"""
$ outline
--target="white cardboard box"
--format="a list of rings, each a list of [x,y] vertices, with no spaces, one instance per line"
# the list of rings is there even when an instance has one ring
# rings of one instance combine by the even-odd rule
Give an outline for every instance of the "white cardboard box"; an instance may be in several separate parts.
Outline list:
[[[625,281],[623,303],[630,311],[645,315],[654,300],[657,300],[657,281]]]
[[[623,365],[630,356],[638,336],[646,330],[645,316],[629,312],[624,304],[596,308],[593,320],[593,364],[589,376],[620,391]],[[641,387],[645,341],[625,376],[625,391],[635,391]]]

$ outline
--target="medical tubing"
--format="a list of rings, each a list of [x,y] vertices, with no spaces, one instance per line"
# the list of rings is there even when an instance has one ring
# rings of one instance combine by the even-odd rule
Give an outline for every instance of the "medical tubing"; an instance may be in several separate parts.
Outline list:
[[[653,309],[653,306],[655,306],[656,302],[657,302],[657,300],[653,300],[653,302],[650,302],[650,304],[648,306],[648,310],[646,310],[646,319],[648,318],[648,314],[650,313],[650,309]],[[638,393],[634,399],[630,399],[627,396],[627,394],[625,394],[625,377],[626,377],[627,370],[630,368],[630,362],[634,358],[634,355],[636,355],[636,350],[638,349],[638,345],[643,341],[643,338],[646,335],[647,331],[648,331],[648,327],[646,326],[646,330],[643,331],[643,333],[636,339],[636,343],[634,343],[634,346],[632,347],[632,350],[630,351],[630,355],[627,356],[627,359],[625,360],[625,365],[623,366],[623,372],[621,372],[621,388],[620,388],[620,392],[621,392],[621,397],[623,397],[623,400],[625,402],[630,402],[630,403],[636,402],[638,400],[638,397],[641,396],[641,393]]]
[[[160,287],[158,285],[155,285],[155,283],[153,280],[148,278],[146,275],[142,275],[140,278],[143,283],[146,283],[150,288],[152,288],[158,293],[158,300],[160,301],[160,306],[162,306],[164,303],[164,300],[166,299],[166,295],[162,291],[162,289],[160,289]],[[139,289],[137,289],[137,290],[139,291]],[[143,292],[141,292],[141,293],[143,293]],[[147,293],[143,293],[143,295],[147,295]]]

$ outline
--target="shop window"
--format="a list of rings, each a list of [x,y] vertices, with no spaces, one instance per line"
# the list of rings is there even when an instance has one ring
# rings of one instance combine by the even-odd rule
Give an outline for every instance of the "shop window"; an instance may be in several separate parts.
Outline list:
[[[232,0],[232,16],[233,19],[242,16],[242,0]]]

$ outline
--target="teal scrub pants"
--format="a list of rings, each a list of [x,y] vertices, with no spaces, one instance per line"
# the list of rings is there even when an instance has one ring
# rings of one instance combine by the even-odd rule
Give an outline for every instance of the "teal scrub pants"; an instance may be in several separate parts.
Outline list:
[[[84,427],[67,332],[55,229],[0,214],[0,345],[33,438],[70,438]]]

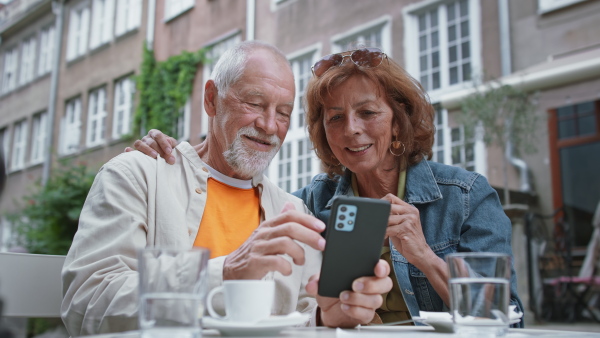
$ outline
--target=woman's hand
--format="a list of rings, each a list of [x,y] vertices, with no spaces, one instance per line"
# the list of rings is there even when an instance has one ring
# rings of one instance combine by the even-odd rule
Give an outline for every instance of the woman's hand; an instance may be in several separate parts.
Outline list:
[[[375,310],[383,303],[381,294],[392,289],[390,265],[386,261],[380,260],[374,272],[375,276],[354,280],[352,291],[344,291],[338,298],[319,296],[319,276],[312,276],[306,291],[316,297],[319,304],[321,315],[317,325],[355,327],[369,323],[375,316]]]
[[[393,194],[387,194],[382,199],[392,204],[385,234],[392,240],[396,250],[414,265],[433,254],[421,228],[419,210]]]
[[[392,204],[386,236],[409,263],[425,274],[431,286],[449,306],[448,265],[427,244],[419,210],[396,195],[387,194],[383,199]]]
[[[175,163],[175,157],[171,155],[171,151],[173,151],[173,148],[176,146],[177,140],[163,134],[163,132],[158,129],[150,129],[148,135],[133,143],[135,150],[141,151],[152,158],[156,158],[156,156],[160,154],[160,157],[164,158],[169,164]],[[134,149],[131,147],[125,148],[125,152],[133,150]]]

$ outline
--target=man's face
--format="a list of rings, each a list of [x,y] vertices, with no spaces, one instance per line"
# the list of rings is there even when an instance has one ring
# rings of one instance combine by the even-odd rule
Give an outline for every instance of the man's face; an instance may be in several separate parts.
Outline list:
[[[215,131],[234,177],[262,173],[283,143],[294,105],[294,77],[287,64],[256,50],[244,74],[217,99]],[[227,174],[227,173],[226,173]]]

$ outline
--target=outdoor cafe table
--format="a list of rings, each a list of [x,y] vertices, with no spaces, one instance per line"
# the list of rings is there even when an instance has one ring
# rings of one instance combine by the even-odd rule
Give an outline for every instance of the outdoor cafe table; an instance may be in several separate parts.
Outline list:
[[[283,330],[274,337],[282,338],[397,338],[397,337],[417,337],[417,338],[459,338],[452,333],[440,333],[433,331],[433,328],[426,326],[379,326],[363,327],[359,329],[331,329],[325,327],[300,327]],[[104,335],[86,336],[89,338],[139,338],[139,332],[125,332]],[[202,337],[221,337],[216,330],[203,330]],[[248,336],[236,336],[245,338]],[[510,329],[507,338],[527,338],[527,337],[556,337],[556,338],[599,338],[600,333],[593,332],[575,332],[575,331],[555,331],[555,330],[537,330],[537,329]],[[235,337],[234,337],[235,338]]]

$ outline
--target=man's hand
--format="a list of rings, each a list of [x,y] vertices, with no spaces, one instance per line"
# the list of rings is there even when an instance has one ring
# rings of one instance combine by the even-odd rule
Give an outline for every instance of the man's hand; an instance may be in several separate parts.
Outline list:
[[[292,265],[281,255],[290,256],[294,264],[304,264],[304,249],[295,240],[322,251],[323,230],[323,222],[296,211],[288,202],[281,214],[262,222],[241,247],[227,256],[223,279],[261,279],[270,271],[289,276]]]
[[[392,289],[389,274],[390,265],[379,260],[375,265],[374,277],[357,278],[352,283],[352,291],[342,292],[339,298],[319,296],[319,276],[312,276],[306,291],[317,298],[321,310],[321,322],[317,325],[355,327],[369,323],[375,316],[375,310],[383,303],[381,294]]]
[[[150,129],[148,135],[144,136],[141,140],[136,140],[133,146],[135,150],[139,150],[152,158],[156,158],[160,154],[160,157],[164,158],[167,163],[175,163],[175,157],[171,155],[171,151],[177,146],[177,140],[163,134],[158,129]],[[125,148],[125,152],[133,150],[131,147]]]

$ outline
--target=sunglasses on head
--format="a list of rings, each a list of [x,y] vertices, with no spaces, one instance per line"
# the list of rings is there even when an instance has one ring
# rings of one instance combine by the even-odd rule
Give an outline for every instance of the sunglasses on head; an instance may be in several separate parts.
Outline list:
[[[313,74],[316,77],[320,77],[331,67],[337,67],[343,64],[344,59],[347,57],[349,57],[355,65],[364,68],[377,67],[383,62],[384,58],[387,58],[387,55],[379,48],[361,48],[344,53],[349,52],[351,53],[346,55],[342,55],[342,53],[325,55],[312,66],[311,69]]]

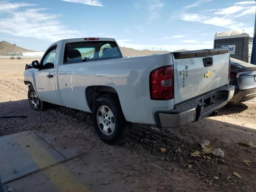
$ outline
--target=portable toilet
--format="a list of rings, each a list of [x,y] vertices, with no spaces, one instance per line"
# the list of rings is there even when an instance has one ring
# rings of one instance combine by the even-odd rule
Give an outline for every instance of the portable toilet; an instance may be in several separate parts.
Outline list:
[[[253,35],[241,30],[218,32],[214,37],[214,48],[228,48],[230,57],[250,63]]]

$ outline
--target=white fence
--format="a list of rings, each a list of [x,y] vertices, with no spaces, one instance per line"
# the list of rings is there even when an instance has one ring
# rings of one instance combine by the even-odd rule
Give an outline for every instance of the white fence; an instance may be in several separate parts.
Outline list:
[[[40,56],[0,56],[0,58],[10,58],[11,57],[14,57],[16,58],[16,57],[19,57],[22,58],[41,58]]]

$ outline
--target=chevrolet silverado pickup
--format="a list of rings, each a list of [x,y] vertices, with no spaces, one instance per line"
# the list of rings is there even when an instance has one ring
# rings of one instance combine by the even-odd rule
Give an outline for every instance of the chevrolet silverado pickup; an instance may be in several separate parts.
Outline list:
[[[132,122],[170,128],[197,121],[232,97],[228,50],[124,58],[109,38],[61,40],[27,66],[32,108],[52,104],[92,114],[99,137],[114,144]]]

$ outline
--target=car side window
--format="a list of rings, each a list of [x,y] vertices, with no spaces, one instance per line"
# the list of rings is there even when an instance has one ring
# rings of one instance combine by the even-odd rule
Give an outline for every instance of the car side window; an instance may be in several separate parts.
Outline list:
[[[63,64],[122,58],[116,42],[96,41],[66,43]]]
[[[54,67],[56,48],[57,46],[54,46],[47,51],[48,53],[44,57],[41,62],[44,66],[44,68],[50,68]]]

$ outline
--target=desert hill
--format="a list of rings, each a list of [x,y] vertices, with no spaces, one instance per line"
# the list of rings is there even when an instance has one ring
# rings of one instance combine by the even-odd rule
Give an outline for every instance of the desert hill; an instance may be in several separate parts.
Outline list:
[[[24,52],[25,51],[32,52],[33,51],[16,46],[16,52]],[[12,44],[5,41],[0,42],[0,55],[5,55],[7,53],[15,52],[14,47]]]

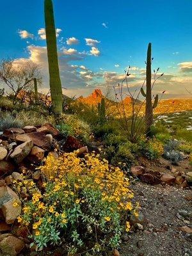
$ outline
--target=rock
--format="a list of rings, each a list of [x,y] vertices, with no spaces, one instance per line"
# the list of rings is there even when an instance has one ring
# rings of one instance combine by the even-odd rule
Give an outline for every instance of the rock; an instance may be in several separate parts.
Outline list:
[[[26,133],[36,132],[37,129],[35,126],[27,125],[23,128]]]
[[[49,144],[52,145],[52,136],[51,134],[46,134],[45,135],[45,138],[47,138],[47,140],[49,140]]]
[[[137,229],[138,229],[140,230],[143,230],[143,229],[144,229],[143,226],[140,223],[136,223],[135,227]]]
[[[11,173],[14,170],[14,165],[10,161],[0,161],[0,177],[2,177],[4,174]]]
[[[17,255],[24,248],[24,243],[10,234],[0,236],[0,249],[5,255]]]
[[[145,168],[141,166],[132,166],[131,168],[131,172],[132,172],[133,176],[138,177],[145,173]]]
[[[25,133],[25,132],[22,129],[10,128],[4,131],[3,136],[9,139],[15,140],[17,135],[23,134],[24,133]]]
[[[168,184],[173,183],[175,180],[175,177],[168,173],[163,173],[161,177],[161,180]]]
[[[45,124],[38,130],[38,132],[43,132],[45,134],[51,134],[54,138],[57,138],[60,136],[60,131],[55,128],[51,124]]]
[[[159,179],[150,173],[144,173],[140,175],[141,181],[151,185],[156,185],[161,183]]]
[[[6,157],[7,153],[7,150],[4,147],[0,147],[0,161]]]
[[[9,187],[0,187],[0,208],[7,224],[12,224],[21,213],[21,202]]]
[[[114,256],[120,256],[119,252],[116,249],[114,249],[113,253]]]
[[[31,140],[28,140],[17,146],[10,155],[10,157],[15,163],[19,164],[29,155],[33,147],[33,141]]]
[[[189,228],[188,226],[181,227],[180,230],[185,233],[191,234],[192,233],[192,228]]]
[[[3,221],[1,221],[0,222],[0,232],[4,231],[10,231],[11,227],[8,225],[6,224],[6,222]]]
[[[39,164],[42,162],[44,157],[45,150],[38,147],[34,146],[28,159],[31,162],[36,164]]]
[[[62,146],[62,149],[66,152],[70,152],[82,147],[83,145],[77,139],[72,136],[68,136],[65,144]]]
[[[50,149],[49,141],[42,132],[35,132],[18,135],[16,137],[16,140],[20,142],[26,142],[28,140],[32,140],[34,145],[44,150],[49,150]]]

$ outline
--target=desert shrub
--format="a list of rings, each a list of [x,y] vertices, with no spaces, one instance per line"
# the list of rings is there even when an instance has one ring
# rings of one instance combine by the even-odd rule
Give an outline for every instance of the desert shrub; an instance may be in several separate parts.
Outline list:
[[[192,153],[192,143],[184,141],[180,141],[178,149],[186,154]]]
[[[118,246],[122,233],[129,230],[130,214],[138,216],[129,180],[118,168],[99,156],[82,159],[73,152],[48,156],[40,169],[44,191],[24,203],[18,218],[33,230],[31,246],[42,250],[63,243],[71,255]]]
[[[6,113],[0,115],[0,131],[9,128],[22,128],[24,122],[20,119],[13,117],[10,113]]]
[[[126,143],[124,143],[121,144],[117,152],[115,152],[111,162],[115,166],[122,167],[123,164],[127,168],[130,168],[135,162],[135,158],[131,154]]]
[[[179,141],[177,140],[169,141],[164,147],[164,157],[173,164],[178,164],[183,159],[182,154],[179,151]]]
[[[83,143],[87,143],[90,139],[90,126],[84,121],[80,120],[75,115],[63,115],[63,123],[67,124],[70,130],[71,135],[74,135]],[[61,123],[63,125],[63,123]],[[71,129],[69,128],[71,127]]]
[[[163,143],[155,138],[148,141],[141,140],[140,150],[142,156],[145,156],[150,160],[159,158],[164,152]]]

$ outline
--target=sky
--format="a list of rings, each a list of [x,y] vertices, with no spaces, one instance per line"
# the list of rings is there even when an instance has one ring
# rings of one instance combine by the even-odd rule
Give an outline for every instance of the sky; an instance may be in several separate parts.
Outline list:
[[[148,42],[153,69],[164,73],[154,93],[189,98],[192,91],[191,0],[53,0],[62,86],[68,96],[104,92],[124,77],[139,90]],[[44,1],[1,1],[0,58],[40,65],[49,88]],[[0,86],[4,85],[2,83]],[[124,89],[125,90],[125,88]]]

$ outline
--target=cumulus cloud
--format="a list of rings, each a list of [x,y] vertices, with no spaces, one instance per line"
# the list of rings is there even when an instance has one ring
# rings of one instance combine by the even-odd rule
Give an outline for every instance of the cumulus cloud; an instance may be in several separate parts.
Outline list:
[[[71,45],[72,44],[78,44],[79,41],[75,37],[70,37],[66,40],[67,44]]]
[[[63,53],[65,55],[74,55],[77,52],[77,51],[74,48],[69,48],[68,49],[65,49]]]
[[[103,22],[103,23],[102,24],[102,26],[103,26],[105,28],[108,28],[108,25],[107,25],[107,23],[106,23],[106,22]]]
[[[99,55],[100,55],[100,51],[99,50],[98,48],[96,47],[92,47],[92,49],[90,50],[90,52],[92,55],[94,55],[95,56],[97,57]]]
[[[92,38],[84,38],[86,41],[86,44],[89,46],[95,46],[97,44],[100,43],[100,41],[98,41],[95,39],[92,39]]]
[[[60,28],[56,29],[56,37],[58,37],[60,33],[62,31],[62,29]],[[38,35],[40,36],[40,39],[45,40],[46,39],[46,33],[45,33],[45,28],[40,28],[38,31]]]
[[[181,62],[178,64],[180,70],[184,72],[192,72],[192,61]]]
[[[34,35],[27,31],[26,30],[19,30],[18,33],[20,35],[20,37],[22,39],[26,39],[26,38],[33,39],[34,38]]]

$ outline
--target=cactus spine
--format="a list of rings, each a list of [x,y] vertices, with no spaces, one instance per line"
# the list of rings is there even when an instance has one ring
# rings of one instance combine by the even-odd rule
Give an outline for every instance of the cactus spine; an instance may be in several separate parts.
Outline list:
[[[148,44],[147,55],[146,67],[146,106],[145,106],[145,122],[147,134],[150,135],[150,127],[153,123],[153,107],[152,102],[151,88],[151,43]]]
[[[34,78],[33,81],[34,81],[35,100],[35,102],[36,103],[37,100],[38,100],[38,90],[37,90],[36,79]]]
[[[63,99],[52,0],[45,0],[44,8],[51,95],[54,112],[58,116],[63,111]]]
[[[99,120],[100,122],[104,122],[106,120],[106,102],[102,98],[100,103],[98,104]]]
"""
Extract every line of the entries that contains the string "window".

--target="shop window"
Give an outline for every instance of the "shop window"; an instance may be in several separate parts.
--target=car side window
Give an outline for every instance of the car side window; an instance may be in several separate parts.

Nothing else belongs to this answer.